§ **PROMPT**
In the records below, find the line containing "Exercise. Point out every instance of the skyscraper" and restate it and all lines after it exactly, through the last line.

§ **DATA RECORDS**

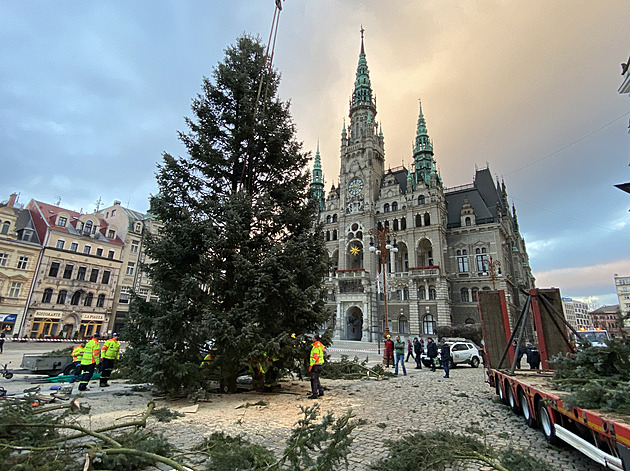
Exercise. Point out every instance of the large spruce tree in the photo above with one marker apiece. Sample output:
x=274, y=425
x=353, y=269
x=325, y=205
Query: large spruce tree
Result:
x=238, y=262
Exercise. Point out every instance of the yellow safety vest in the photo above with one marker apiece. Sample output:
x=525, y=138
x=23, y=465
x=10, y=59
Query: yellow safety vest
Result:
x=317, y=353
x=111, y=350
x=77, y=353
x=91, y=353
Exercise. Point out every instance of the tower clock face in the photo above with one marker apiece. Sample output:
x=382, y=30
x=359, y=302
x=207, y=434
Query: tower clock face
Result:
x=355, y=186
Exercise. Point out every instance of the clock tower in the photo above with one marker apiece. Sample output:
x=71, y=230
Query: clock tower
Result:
x=362, y=146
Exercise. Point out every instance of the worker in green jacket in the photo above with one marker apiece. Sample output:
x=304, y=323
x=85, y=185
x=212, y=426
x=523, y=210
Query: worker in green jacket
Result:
x=109, y=354
x=91, y=357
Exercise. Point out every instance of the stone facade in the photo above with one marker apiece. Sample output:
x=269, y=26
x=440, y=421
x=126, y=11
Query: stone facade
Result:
x=450, y=243
x=19, y=255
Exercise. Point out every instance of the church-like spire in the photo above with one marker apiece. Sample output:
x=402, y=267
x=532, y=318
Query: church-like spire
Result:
x=423, y=150
x=317, y=185
x=362, y=86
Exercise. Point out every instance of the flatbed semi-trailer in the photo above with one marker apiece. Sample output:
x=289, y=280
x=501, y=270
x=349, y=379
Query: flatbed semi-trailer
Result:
x=603, y=437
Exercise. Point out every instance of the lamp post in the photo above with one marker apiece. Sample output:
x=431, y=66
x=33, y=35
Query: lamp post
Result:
x=494, y=269
x=382, y=249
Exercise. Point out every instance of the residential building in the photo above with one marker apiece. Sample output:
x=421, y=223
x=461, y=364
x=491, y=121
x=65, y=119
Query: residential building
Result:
x=131, y=226
x=19, y=254
x=576, y=313
x=608, y=318
x=76, y=276
x=622, y=283
x=451, y=243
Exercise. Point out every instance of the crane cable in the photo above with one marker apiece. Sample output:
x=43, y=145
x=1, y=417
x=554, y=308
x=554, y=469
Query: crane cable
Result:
x=266, y=70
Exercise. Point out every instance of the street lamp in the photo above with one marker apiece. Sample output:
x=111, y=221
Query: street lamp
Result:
x=382, y=249
x=495, y=271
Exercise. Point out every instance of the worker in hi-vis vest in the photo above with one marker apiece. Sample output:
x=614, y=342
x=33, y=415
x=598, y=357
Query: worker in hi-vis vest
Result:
x=91, y=357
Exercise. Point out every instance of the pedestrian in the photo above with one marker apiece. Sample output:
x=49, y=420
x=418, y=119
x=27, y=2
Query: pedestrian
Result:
x=109, y=354
x=399, y=347
x=533, y=356
x=91, y=357
x=417, y=348
x=389, y=351
x=409, y=350
x=315, y=367
x=445, y=357
x=431, y=352
x=77, y=355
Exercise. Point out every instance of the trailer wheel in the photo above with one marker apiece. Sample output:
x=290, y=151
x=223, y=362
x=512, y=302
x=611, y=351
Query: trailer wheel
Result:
x=546, y=424
x=500, y=391
x=512, y=401
x=527, y=413
x=69, y=369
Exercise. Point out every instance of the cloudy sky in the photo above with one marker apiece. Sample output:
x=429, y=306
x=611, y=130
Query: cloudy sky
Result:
x=92, y=93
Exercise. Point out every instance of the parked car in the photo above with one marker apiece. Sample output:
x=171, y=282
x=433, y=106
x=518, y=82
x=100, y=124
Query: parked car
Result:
x=462, y=352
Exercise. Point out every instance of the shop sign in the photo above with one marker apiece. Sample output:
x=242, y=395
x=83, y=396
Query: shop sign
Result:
x=48, y=314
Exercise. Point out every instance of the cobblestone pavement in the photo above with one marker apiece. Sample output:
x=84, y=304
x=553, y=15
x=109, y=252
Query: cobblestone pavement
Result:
x=422, y=400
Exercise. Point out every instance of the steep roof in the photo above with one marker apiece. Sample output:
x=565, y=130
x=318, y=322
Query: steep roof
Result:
x=483, y=195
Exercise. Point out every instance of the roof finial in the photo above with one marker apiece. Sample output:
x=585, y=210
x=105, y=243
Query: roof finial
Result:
x=362, y=49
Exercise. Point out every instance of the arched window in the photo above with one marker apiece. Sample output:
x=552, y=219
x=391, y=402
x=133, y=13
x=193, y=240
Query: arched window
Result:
x=76, y=297
x=47, y=297
x=61, y=297
x=403, y=325
x=428, y=325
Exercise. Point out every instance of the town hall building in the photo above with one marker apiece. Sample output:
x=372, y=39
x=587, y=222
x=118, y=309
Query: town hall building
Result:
x=437, y=247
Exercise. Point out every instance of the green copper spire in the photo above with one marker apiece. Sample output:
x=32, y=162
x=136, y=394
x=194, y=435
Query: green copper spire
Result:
x=362, y=86
x=423, y=151
x=317, y=185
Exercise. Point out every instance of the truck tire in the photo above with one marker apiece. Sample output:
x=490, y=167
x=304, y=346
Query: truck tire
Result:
x=69, y=369
x=500, y=392
x=512, y=401
x=546, y=424
x=527, y=413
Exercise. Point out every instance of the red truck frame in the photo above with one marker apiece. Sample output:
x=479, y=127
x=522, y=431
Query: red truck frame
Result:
x=605, y=438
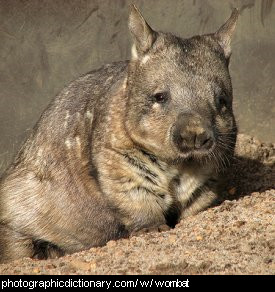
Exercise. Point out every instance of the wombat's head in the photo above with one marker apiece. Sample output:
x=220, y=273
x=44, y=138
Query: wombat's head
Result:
x=179, y=92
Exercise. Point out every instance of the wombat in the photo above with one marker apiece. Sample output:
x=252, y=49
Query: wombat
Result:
x=133, y=145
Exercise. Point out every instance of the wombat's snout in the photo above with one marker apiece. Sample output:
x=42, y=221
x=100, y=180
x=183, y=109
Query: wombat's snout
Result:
x=191, y=134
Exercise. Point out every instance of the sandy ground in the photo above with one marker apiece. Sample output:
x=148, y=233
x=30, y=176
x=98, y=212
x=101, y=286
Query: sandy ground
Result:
x=235, y=237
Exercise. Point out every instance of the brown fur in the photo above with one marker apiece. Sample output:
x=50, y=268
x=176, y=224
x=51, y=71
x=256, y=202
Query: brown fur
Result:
x=107, y=158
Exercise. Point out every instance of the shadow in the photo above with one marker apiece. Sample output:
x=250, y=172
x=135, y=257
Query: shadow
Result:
x=244, y=177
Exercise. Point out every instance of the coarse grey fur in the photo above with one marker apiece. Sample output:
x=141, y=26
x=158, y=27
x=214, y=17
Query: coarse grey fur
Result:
x=135, y=144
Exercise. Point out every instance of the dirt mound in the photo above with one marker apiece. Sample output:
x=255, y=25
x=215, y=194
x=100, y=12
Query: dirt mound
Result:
x=236, y=237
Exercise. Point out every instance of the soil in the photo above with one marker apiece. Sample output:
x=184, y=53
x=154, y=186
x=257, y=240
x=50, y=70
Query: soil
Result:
x=235, y=237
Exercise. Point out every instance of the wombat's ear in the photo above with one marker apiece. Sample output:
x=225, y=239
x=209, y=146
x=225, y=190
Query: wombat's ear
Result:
x=225, y=33
x=144, y=36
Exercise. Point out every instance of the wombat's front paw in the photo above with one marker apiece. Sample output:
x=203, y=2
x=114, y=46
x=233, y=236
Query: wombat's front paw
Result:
x=160, y=228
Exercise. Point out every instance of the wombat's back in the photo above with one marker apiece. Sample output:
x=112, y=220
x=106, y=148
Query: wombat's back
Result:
x=47, y=191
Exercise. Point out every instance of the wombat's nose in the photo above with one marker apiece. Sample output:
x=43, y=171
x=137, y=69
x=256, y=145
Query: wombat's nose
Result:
x=191, y=140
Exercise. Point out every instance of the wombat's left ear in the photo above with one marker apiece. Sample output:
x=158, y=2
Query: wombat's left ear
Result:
x=225, y=33
x=144, y=36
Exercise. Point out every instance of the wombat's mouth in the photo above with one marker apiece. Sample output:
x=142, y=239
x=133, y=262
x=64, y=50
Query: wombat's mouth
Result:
x=197, y=154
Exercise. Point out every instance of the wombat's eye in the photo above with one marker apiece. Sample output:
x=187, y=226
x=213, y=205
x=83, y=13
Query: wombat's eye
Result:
x=160, y=97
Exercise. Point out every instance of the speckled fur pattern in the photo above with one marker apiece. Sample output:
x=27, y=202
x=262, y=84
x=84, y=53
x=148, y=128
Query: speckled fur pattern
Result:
x=102, y=161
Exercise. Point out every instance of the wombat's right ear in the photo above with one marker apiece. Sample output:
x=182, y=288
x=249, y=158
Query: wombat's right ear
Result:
x=144, y=36
x=225, y=33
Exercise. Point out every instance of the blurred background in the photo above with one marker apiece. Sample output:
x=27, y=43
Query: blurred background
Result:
x=45, y=44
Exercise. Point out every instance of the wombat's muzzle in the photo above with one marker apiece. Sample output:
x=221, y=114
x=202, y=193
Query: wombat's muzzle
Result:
x=191, y=134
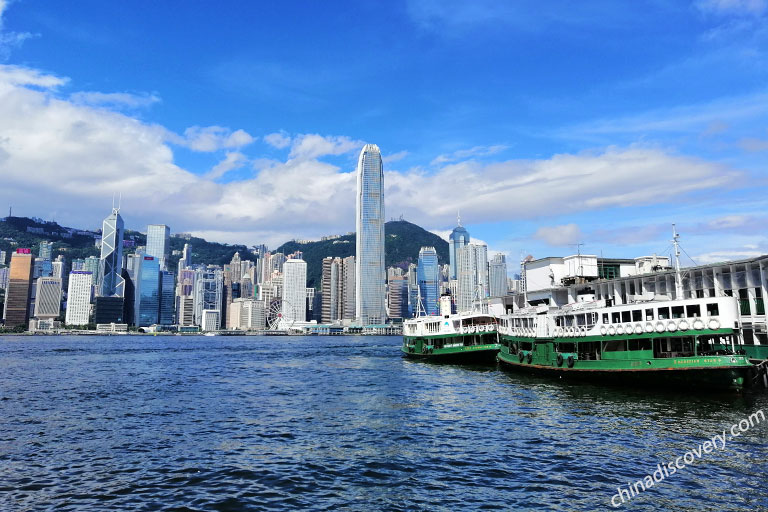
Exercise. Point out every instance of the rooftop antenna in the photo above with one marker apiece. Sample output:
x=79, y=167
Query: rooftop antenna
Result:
x=678, y=277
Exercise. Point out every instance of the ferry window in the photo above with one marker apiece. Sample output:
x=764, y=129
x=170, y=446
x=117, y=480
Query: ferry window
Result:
x=615, y=346
x=693, y=311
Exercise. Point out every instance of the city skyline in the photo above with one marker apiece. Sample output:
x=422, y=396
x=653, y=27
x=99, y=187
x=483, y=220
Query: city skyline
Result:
x=567, y=144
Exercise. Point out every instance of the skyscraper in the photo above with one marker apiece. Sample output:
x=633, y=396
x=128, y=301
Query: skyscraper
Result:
x=497, y=276
x=459, y=237
x=370, y=282
x=78, y=298
x=158, y=243
x=428, y=274
x=17, y=295
x=294, y=291
x=111, y=262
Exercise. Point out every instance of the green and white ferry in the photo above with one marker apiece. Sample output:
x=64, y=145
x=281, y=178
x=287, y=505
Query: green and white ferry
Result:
x=469, y=337
x=690, y=343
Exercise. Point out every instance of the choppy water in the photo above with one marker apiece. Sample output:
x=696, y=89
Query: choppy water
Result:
x=342, y=423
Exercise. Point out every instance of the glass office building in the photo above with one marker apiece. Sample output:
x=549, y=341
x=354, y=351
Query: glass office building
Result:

§ **SOLUTION TO THIS EXERCISE**
Exercise. Point out every instance of the skyscraper in the photo above with one marker apiece. Sample output:
x=633, y=396
x=128, y=301
Query: skyscraper
Result:
x=497, y=276
x=459, y=237
x=370, y=282
x=78, y=298
x=158, y=243
x=428, y=274
x=17, y=295
x=294, y=291
x=111, y=262
Exercise. Point out every instance of the green and white ferry in the photo above with one marker apiece. Sample output:
x=64, y=145
x=281, y=178
x=287, y=505
Query: green and white ferry
Result:
x=469, y=337
x=690, y=343
Exercise. Point out every instance of the choppy water in the photo above with one marker apiece. Sample output:
x=696, y=89
Query: choppy water
Result:
x=342, y=423
Exercise. Point out every instance of the glass office building in the photo above with one marker apiece. Sample output:
x=549, y=341
x=354, y=351
Query: glass office building
Result:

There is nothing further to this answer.